Aim: Transcribe each line of the material as it is, and drop any picture.
***** The data *****
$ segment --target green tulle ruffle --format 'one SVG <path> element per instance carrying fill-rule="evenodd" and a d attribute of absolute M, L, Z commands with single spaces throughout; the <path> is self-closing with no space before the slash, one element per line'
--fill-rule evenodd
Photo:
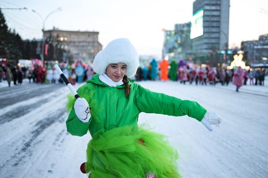
<path fill-rule="evenodd" d="M 86 170 L 92 178 L 178 178 L 177 152 L 165 136 L 128 125 L 96 133 L 88 144 Z"/>

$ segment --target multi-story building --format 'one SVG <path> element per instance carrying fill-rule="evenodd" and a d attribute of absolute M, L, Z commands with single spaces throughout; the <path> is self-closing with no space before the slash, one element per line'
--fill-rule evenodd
*****
Exercise response:
$ segment --target green tulle ruffle --format 'one SVG <path> element per instance carrying fill-rule="evenodd" and a d attribute of absolute M, L, Z commands with single spaces throughout; the <path> is self-closing with no space before the slash, one element per line'
--fill-rule evenodd
Photo:
<path fill-rule="evenodd" d="M 86 170 L 92 178 L 178 178 L 177 152 L 165 136 L 128 125 L 96 133 L 88 144 Z"/>

$ segment --target multi-story building --format 'one SVG <path> element per instance carrying fill-rule="evenodd" and a d attribute of absolute M, L, Z commands with single spaces throughout; the <path> is self-closing with no space before the slash, one element per line'
--fill-rule evenodd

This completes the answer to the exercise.